◆ Selected passage
Begin

E-Bodies.org Cuda Challenger Forum

Technical Shop => Wheels, Tires, Brakes, Suspension & Steering => Topic started by: mjb765 on January 21, 2017, 12:55:27 PM

Title: removing steering box
Post by: mjb765 on January 21, 2017, 12:55:27 PM
Pulling the p/s boox on my 70 Cuda and trying to disconnect the column. I am guessing the inner allen head is suppose to loosen up to release the coupler's hold on the shaft, but it won't move. Am I correct???  Any ideas on how to break it free?? Heat???

End

◆ Directions for this task
Translate the sentence "Am I correct???" from the steering box forum post into Spanish.

◆ Dataset extract
Begin

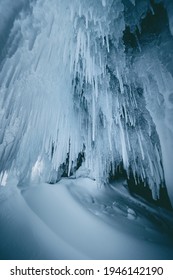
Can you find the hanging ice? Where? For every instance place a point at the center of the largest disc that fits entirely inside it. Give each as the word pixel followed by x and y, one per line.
pixel 87 81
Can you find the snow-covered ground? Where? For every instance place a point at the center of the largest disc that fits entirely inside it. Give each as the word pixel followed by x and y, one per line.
pixel 75 219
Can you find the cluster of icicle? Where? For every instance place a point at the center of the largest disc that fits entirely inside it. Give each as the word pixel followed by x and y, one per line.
pixel 67 86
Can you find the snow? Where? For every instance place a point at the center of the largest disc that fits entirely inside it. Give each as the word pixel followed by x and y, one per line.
pixel 85 90
pixel 75 219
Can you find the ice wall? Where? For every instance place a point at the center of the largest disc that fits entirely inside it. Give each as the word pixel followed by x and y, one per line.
pixel 92 77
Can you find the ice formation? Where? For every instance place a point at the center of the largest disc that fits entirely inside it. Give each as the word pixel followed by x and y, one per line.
pixel 88 81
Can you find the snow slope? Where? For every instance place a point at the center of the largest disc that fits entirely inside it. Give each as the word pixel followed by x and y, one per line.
pixel 74 219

End

◆ Exercise result
¿Tengo razón?